● **Your goal**:
Copy each of the following items exactly as it appears, keeping every line unchanged.

Point placement items
········

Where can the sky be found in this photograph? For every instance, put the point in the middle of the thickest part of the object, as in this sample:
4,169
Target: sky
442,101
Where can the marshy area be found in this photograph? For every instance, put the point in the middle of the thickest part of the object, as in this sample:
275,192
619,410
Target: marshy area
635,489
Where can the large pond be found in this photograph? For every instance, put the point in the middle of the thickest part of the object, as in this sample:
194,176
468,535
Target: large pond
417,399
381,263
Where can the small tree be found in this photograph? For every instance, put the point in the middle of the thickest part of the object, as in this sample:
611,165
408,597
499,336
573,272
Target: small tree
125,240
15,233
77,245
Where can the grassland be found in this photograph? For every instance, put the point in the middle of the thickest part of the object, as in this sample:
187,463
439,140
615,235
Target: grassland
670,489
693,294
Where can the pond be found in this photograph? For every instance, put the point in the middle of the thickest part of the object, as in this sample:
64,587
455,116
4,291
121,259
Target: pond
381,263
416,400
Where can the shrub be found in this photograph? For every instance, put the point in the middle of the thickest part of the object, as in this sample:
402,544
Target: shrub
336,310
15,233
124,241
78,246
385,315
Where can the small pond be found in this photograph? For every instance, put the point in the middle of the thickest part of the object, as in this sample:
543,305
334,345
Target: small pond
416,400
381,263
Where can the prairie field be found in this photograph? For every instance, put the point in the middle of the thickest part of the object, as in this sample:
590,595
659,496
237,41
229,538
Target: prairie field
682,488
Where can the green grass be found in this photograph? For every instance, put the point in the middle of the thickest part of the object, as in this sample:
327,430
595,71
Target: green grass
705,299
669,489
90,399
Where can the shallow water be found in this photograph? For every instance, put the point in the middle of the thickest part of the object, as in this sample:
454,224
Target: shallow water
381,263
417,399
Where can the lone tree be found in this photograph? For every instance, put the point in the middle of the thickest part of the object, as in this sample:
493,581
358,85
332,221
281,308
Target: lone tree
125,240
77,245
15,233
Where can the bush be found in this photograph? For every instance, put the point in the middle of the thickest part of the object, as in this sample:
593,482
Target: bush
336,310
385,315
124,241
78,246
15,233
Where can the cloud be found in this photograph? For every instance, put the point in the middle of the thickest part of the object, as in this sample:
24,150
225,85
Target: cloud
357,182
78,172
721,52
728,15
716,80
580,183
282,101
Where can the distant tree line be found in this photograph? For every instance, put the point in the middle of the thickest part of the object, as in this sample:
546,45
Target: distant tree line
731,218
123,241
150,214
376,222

········

● **Full answer**:
Where can the sky be found in this photograph? For every instance, put the point in the middle of the thickest part of the object, as in this sample:
4,169
Target: sky
442,101
Where can the marshy area be found in this photograph? For every instance, put the point in the middle of the thickest part of the object, as in this sample:
275,192
619,410
Target: marshy area
635,489
Where can the large pond be found in this photograph? For every instance, put the point in the middle of the thickest part of the object, as in this sample:
194,176
468,535
Target: large pond
417,399
381,263
Where can the small tree be found in this photograph? For every instance, put the point in the middle of the thickest part of the object, as in this sample:
611,165
408,597
499,336
573,272
Target: small tree
125,240
15,233
77,245
Where can the grassland be found in this photograph? For every instance, put the point in the middle of the thickest part of the object, as in this sample:
187,463
439,140
615,235
Target: grassland
670,489
693,294
Where can the pond be found in this photograph? For every instance, put the point in the middle of the thickest part of the object, as in this sample:
64,587
455,116
4,291
121,259
Target: pond
381,263
416,400
Where can the shrub be found in this photograph? For every instance, put the point in the middle of the thickest part of the object, as in this sample:
402,544
Target: shrub
336,310
15,233
124,241
78,246
385,315
Where can the small pond be found in this photograph? For every instance, put the point in the middle of the thickest part of the object, as in this sample:
543,305
334,345
Target: small pond
416,400
381,263
Where can the prairie field be found in this photograph? For every instance, put the point in the middle of the thickest part of the object, as in this sample:
590,595
659,496
237,41
229,538
Target: prairie field
682,488
Where can the green grass be found in this photograph? For every instance, put the point in the middle of the thickest part of the object, as in this sample:
327,430
595,71
Target: green grass
705,299
669,489
90,399
Where can the shallow water be found in this photograph? For every instance, put the point in the middle of the thickest part of the object, as in this sample:
454,224
Target: shallow water
381,263
417,399
Where can the lone tree be found in this photograph? For every instance, put the point in the middle of the thickest part of the object, as in this sample:
493,581
358,85
332,221
281,308
Target: lone tree
125,240
77,245
15,233
Where can the bush be found in this photograph? For every instance, put the point in the middle of the thickest part of the object, as in this sample:
593,482
Target: bush
336,310
385,315
124,241
78,246
15,233
Where can the cloud be found in this photograph? For every instance, put the point in the middle of the thickest part of the object, as in this sample:
24,150
225,85
Target: cloud
357,182
78,172
721,52
728,15
716,80
580,183
282,101
Where can the distant tree line be found in this photograph? For every instance, put the point in the middle of the thickest part of the object, as in this sample:
546,45
Target: distant tree line
731,218
123,241
150,214
376,222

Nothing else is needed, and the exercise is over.